_STATED TASK_
Return every line of the material that contains the string "dark", treating uppercase and lowercase as different.
★ ★ ★ ★ ★ ★ ★
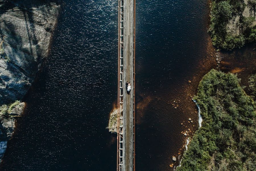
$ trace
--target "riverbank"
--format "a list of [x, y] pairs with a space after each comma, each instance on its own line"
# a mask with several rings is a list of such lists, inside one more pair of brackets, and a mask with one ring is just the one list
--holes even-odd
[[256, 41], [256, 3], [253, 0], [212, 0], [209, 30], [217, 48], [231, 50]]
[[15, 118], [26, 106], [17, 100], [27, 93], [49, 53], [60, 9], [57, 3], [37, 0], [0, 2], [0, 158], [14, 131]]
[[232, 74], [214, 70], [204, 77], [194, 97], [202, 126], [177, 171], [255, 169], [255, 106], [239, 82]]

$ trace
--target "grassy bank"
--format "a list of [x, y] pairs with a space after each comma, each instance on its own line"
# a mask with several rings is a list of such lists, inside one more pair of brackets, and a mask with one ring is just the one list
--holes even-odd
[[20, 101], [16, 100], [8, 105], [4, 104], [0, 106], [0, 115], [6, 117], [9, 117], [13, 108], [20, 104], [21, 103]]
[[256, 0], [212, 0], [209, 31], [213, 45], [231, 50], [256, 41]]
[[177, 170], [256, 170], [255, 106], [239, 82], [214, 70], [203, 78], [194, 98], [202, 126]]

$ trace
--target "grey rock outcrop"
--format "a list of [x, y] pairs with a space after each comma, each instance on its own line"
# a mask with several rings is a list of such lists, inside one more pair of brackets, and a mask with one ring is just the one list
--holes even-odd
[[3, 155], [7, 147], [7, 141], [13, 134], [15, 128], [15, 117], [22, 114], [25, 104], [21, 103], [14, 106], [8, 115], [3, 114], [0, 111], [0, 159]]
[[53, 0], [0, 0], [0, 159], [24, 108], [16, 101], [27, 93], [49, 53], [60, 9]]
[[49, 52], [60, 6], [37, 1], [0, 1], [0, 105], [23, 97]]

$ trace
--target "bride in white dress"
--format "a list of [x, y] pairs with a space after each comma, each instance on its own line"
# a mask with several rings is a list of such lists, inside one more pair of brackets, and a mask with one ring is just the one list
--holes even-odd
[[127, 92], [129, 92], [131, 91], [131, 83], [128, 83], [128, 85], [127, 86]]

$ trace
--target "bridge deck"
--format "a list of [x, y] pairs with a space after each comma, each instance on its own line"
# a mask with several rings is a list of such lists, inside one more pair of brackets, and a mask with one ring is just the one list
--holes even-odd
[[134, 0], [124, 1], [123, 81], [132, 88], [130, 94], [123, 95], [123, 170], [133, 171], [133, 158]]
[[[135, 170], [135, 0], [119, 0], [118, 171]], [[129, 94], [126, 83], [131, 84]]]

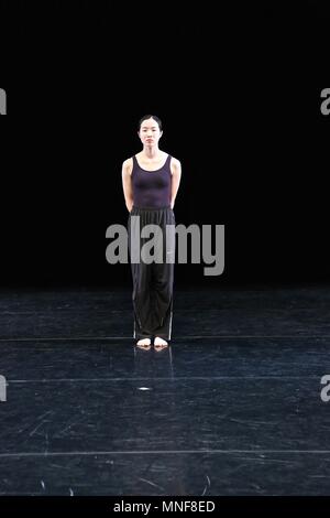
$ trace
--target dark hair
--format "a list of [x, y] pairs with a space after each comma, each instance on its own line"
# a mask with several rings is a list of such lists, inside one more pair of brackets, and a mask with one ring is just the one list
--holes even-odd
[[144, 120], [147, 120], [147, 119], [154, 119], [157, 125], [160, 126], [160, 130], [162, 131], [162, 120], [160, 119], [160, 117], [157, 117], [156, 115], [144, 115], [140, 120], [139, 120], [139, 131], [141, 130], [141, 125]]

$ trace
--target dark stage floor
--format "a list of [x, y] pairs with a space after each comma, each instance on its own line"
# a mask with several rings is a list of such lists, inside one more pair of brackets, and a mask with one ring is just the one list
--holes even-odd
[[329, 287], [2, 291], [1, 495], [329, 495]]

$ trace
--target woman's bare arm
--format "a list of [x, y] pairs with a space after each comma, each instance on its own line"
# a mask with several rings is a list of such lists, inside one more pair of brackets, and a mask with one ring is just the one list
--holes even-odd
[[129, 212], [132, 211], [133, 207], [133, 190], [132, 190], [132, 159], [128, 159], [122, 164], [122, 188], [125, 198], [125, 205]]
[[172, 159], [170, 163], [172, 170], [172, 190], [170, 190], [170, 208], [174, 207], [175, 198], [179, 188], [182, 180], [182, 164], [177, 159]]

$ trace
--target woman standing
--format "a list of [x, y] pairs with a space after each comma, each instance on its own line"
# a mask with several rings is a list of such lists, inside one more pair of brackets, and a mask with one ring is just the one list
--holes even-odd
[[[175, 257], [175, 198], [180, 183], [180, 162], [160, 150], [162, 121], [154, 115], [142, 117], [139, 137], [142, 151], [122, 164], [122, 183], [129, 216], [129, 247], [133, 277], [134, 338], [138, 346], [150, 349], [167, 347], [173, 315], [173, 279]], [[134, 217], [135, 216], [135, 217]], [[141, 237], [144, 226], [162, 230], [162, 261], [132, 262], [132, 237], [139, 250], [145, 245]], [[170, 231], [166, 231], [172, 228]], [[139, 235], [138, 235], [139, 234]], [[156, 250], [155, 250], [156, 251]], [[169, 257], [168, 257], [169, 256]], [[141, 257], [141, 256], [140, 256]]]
★ ★ ★ ★ ★ ★ ★
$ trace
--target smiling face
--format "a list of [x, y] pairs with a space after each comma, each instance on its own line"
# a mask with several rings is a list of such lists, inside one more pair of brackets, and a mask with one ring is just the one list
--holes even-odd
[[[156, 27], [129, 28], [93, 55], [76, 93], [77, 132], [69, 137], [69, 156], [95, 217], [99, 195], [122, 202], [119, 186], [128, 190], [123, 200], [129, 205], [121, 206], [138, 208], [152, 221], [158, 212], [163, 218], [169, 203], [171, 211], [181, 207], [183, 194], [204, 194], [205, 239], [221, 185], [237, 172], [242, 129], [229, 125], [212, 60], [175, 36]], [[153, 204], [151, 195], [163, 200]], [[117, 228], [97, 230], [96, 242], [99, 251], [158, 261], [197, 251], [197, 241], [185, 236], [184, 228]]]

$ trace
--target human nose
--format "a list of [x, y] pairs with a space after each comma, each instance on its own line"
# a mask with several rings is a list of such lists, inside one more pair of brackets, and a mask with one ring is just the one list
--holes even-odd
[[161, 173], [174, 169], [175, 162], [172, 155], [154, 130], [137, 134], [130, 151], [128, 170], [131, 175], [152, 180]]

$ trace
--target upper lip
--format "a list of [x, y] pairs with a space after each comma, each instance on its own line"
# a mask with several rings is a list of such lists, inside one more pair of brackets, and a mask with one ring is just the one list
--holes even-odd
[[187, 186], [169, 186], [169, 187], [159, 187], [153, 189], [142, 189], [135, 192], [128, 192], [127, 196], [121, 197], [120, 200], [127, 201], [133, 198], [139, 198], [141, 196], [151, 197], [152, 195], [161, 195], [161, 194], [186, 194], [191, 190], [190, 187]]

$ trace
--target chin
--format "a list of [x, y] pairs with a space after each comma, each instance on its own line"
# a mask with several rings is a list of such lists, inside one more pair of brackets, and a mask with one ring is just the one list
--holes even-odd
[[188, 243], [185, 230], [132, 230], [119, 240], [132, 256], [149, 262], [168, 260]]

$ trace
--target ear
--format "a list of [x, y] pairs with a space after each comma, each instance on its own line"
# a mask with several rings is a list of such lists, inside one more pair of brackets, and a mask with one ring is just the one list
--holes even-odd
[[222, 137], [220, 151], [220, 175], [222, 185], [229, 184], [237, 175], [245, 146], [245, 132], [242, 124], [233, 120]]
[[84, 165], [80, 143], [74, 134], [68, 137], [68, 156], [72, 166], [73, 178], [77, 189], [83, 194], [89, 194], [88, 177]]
★ ★ ★ ★ ★ ★ ★
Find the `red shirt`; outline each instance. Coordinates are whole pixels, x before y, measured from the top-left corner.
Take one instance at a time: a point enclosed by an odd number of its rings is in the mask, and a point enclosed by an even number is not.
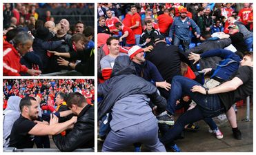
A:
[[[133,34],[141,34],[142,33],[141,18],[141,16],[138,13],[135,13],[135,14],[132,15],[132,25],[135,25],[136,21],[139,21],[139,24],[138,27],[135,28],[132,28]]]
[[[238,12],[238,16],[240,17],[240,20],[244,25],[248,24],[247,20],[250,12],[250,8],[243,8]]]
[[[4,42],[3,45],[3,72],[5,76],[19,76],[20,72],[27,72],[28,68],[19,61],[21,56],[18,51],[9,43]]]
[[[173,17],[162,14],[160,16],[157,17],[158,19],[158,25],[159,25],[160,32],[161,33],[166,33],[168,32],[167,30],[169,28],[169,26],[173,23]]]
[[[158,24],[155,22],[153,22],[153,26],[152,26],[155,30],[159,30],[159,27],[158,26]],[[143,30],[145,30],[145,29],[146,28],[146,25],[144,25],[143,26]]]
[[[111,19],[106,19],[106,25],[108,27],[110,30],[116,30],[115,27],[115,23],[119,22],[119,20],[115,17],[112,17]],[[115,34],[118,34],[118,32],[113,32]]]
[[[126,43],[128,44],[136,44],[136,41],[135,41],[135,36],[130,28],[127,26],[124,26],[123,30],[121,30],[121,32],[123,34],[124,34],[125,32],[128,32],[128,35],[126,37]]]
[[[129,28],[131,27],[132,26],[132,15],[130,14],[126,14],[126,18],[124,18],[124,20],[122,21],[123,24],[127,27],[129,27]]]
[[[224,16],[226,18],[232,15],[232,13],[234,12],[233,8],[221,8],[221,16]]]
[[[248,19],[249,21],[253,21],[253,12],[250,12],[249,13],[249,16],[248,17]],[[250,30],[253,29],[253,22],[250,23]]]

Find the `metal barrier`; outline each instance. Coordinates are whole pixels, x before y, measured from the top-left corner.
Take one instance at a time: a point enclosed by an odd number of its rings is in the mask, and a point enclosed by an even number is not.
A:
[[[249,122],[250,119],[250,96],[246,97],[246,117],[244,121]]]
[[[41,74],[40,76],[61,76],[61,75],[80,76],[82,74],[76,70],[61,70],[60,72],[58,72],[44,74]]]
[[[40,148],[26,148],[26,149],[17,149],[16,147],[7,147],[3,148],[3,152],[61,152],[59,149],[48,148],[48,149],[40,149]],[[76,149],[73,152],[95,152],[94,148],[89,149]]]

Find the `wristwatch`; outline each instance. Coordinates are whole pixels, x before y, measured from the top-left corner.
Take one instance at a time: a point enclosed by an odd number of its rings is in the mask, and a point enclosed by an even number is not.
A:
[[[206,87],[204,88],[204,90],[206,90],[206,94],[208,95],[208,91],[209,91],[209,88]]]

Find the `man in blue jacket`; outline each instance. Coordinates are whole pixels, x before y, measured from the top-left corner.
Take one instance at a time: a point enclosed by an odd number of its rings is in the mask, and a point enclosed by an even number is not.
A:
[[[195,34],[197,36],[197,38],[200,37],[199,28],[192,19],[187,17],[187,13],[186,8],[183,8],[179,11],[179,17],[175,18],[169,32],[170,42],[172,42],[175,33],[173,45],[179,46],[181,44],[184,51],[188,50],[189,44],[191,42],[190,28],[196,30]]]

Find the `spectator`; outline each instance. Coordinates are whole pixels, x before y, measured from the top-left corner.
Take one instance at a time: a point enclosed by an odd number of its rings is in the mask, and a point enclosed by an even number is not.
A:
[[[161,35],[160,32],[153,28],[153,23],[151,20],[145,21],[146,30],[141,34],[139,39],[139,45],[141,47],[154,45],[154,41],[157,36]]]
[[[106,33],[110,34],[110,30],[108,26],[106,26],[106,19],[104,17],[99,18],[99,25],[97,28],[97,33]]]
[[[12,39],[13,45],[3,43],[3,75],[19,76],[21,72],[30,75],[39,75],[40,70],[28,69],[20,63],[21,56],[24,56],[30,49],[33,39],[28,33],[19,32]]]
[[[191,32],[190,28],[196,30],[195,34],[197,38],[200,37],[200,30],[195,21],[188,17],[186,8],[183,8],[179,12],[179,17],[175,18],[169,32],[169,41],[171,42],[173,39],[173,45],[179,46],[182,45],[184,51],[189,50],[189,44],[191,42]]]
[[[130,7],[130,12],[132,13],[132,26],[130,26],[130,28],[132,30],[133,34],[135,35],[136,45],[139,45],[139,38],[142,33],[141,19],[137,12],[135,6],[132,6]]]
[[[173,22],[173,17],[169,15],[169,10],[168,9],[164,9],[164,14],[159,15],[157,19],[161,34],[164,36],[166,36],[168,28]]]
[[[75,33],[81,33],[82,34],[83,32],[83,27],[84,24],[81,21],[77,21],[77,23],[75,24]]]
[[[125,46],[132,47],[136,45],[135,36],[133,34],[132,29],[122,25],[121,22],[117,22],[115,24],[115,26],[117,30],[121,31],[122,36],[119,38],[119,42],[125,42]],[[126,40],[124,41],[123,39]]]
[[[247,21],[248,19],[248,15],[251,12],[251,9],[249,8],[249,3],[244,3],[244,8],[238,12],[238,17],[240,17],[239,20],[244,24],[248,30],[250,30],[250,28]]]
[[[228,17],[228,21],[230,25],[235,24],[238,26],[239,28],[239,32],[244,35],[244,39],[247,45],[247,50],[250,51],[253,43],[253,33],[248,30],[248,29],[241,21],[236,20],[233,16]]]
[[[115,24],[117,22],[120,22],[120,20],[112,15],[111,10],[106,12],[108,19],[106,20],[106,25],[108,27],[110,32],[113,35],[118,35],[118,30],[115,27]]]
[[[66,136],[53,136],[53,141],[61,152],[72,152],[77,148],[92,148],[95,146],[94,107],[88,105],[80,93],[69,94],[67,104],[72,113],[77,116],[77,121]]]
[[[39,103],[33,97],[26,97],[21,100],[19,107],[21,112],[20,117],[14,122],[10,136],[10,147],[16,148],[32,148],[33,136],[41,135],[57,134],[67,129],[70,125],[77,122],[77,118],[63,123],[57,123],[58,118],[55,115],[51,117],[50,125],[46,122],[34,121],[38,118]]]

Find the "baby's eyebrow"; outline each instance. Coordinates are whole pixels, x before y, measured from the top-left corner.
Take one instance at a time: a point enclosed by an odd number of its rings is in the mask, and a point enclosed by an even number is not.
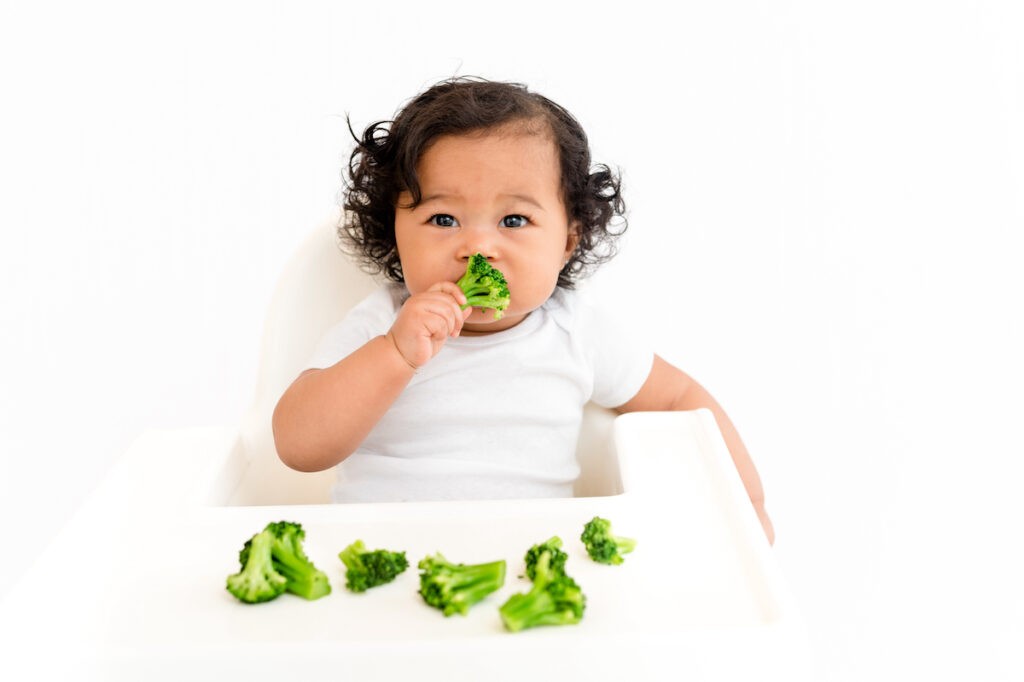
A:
★ ★ ★ ★ ★ ★ ★
_SOLUTION TO THIS EXERCISE_
--target dark hair
--target dark stage floor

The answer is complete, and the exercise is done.